Reproduce the lines below word for word, leaving out the pictures.

ENTRIES:

--------------------------------

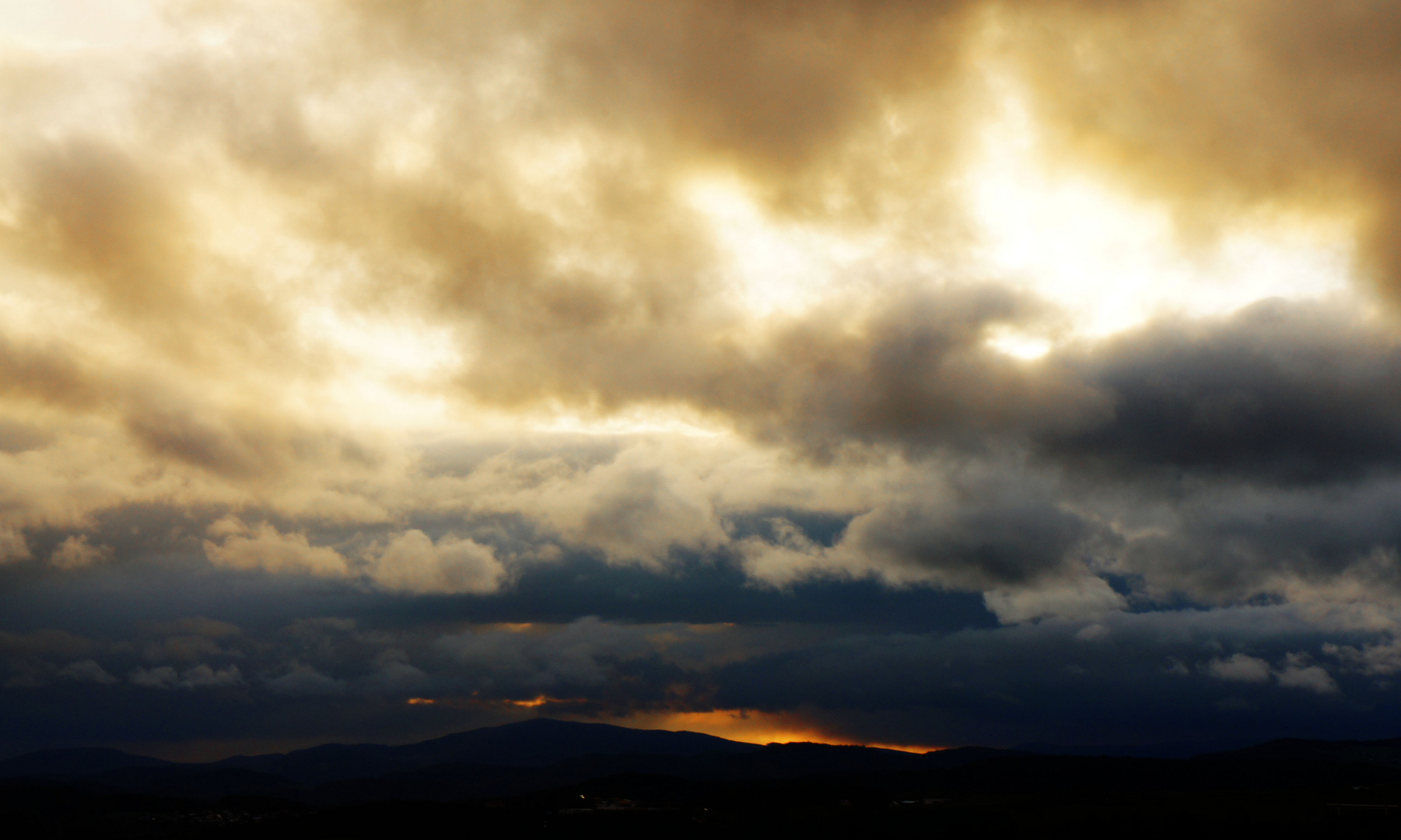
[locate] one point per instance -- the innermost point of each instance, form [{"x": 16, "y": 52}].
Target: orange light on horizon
[{"x": 757, "y": 727}]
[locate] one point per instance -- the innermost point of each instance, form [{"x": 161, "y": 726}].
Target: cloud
[
  {"x": 268, "y": 549},
  {"x": 86, "y": 671},
  {"x": 306, "y": 682},
  {"x": 414, "y": 563},
  {"x": 198, "y": 677},
  {"x": 75, "y": 552},
  {"x": 1238, "y": 668}
]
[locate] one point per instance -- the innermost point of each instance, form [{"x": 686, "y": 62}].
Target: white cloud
[
  {"x": 76, "y": 553},
  {"x": 274, "y": 552},
  {"x": 415, "y": 563},
  {"x": 1238, "y": 668}
]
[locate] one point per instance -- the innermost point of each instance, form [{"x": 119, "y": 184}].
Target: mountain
[
  {"x": 56, "y": 763},
  {"x": 528, "y": 744},
  {"x": 1172, "y": 749}
]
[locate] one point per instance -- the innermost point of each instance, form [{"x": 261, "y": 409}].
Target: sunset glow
[{"x": 863, "y": 371}]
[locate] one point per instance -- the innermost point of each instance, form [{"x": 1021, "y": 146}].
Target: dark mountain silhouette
[
  {"x": 528, "y": 744},
  {"x": 547, "y": 766},
  {"x": 55, "y": 763}
]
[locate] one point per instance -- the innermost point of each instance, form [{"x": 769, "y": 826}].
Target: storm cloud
[{"x": 907, "y": 373}]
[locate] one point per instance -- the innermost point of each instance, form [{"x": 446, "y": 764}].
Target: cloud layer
[{"x": 638, "y": 359}]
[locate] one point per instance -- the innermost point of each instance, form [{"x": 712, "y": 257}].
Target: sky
[{"x": 863, "y": 371}]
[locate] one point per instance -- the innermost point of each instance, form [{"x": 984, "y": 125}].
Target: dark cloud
[
  {"x": 642, "y": 359},
  {"x": 1278, "y": 392}
]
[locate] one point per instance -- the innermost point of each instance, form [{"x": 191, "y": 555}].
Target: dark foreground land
[{"x": 552, "y": 779}]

--------------------------------

WRITTEN RESPONSE:
[locate] one point per instance -- the innermost point of each instance, form [{"x": 16, "y": 52}].
Target: orange light on horizon
[{"x": 757, "y": 727}]
[locate] one point per instance -- the innermost point of each instance, form [{"x": 161, "y": 726}].
Target: cloud
[
  {"x": 268, "y": 549},
  {"x": 86, "y": 671},
  {"x": 306, "y": 682},
  {"x": 414, "y": 563},
  {"x": 198, "y": 677},
  {"x": 75, "y": 552},
  {"x": 1238, "y": 668}
]
[locate] one point per instance -- the innermost point of each instance, form [{"x": 686, "y": 62}].
Target: white cloud
[
  {"x": 76, "y": 553},
  {"x": 274, "y": 552},
  {"x": 415, "y": 563},
  {"x": 1238, "y": 668}
]
[locate] one point per instance -- the innermost point of each instance, form [{"x": 119, "y": 184}].
Target: mountain
[
  {"x": 56, "y": 763},
  {"x": 528, "y": 744},
  {"x": 1172, "y": 749}
]
[locate] one point per instance -- the innermost point of each instance, form [{"x": 261, "y": 409}].
Target: sunset glow
[{"x": 863, "y": 371}]
[locate] one point per instance -- the innermost point of each instance, form [{"x": 1021, "y": 146}].
Target: dark mountain silhouette
[
  {"x": 528, "y": 744},
  {"x": 547, "y": 766},
  {"x": 55, "y": 763}
]
[locate] one point per instance -- the innermost point of each instance, form [{"x": 769, "y": 826}].
Target: storm cloud
[{"x": 907, "y": 373}]
[locate] one point per instance -- the innermost point of each instance, form [{"x": 446, "y": 764}].
Target: cloud layer
[{"x": 638, "y": 359}]
[locate] one point per instance -- the innermost point of each instance, form [{"x": 712, "y": 257}].
Target: sky
[{"x": 863, "y": 371}]
[locate] one point per instance -- the innermost point of each instance, form [{"x": 984, "y": 125}].
Target: dark cloud
[
  {"x": 642, "y": 359},
  {"x": 1278, "y": 392}
]
[locate] one point per instance -- the innermost point of each instance, form [{"x": 191, "y": 555}].
Target: dark foreground land
[{"x": 552, "y": 779}]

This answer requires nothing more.